Required task 1
For the Chinese mantis ooth thread, say whether each statement agrees with it, answering yes or no and quoting the deciding words: (a) JT keeps the ooths in a basement room that stays about 78-80F. (b) JT mists the ooths twice a day. (c) HempKnight hatched one ooth and got close to 150+.
Required task 2
In the Chinese mantis ooth thread, how big is each cage holding an ooth?
Required task 3
Carry on the Chinese mantis ooth thread from its last line.

Supplied text
━━━━━━━━━━━━━━━━

# Chinese ooth



## JT (Jun 1, 2007)

About 2 weeks ago i collected 4 chinese mantis ooths. is it too late to expect them to hatch?(already hatched???)i've got each one in a mest cage about 12x12x12" give or take. they're in my bug/fish room in the basement that stays about 78-80F and i mist once a day.should i stick them on my porch out of direct sunlight where it'll be about 80-90F.

i have no intentions on keeping all of them before someone tells me how many nymphs that would be to deal with.i know there's alot of eggs in each one.

I know i had some I. oratoria ooths last summer that seemed to take forever to hatch and 1 california mantis ooth that took a while too.


----------



## robo mantis (Jun 1, 2007)

Give them more time


----------



## JT (Jun 1, 2007)

oh i wasn't ready to give up, i have just been reading posts where everyone's ooths have been hatching within the last month or so and wondered if i collected them too late.


----------



## robo mantis (Jun 1, 2007)

You can never realy tell until they actually hatch


----------



## HempKnight (Jun 2, 2007)

Wow 4 chinese mantis ooths. That is going to be a lot. I hatched out one and there is close to 150+.


----------



## Rick (Jun 2, 2007)

━━━━━━━━━━━━━━━━

Given entries

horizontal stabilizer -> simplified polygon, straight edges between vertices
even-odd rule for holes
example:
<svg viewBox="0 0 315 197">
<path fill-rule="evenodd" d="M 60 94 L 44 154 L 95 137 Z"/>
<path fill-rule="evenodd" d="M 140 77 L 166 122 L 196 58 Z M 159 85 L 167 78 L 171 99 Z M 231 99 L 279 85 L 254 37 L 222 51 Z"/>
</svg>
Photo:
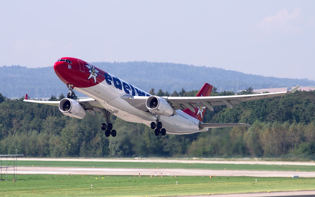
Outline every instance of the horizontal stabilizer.
<svg viewBox="0 0 315 197">
<path fill-rule="evenodd" d="M 201 123 L 199 127 L 203 128 L 220 128 L 235 127 L 251 127 L 251 125 L 242 123 Z"/>
</svg>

━━━━━━━━━━━━━━━━

Expected output 1
(a) Yes: "they're in my bug/fish room in the basement that stays about 78-80F"
(b) No: "i mist once a day"
(c) Yes: "I hatched out one and there is close to 150+."

Expected output 2
About 12x12x12 inches, give or take.

Expected output 3
Depends on where you found them. Chinese ooths here hatched back in march. Cut one open and see if it's hatched already.


----------



## robo mantis (Jun 2, 2007)

> Wow 4 chinese mantis ooths. That is going to be a lot. I hatched out one and there is close to 150+.


Thats nothing i had over 60 chinese eggs this year. Yes i said 60!


----------



## OGIGA (Jun 2, 2007)

How many are alive right now?


----------



## JT (Jun 3, 2007)

> Depends on where you found them. Chinese ooths here hatched back in march. Cut one open and see if it's hatched already.


I live in OHIO so i don't think they were hatching here in March, we had some really cold weather in march where i live.70F one day and 30F the next.Just at the middle to end Of April did it gte really warm and stay that way.It's been in the 80's for the last few weeks.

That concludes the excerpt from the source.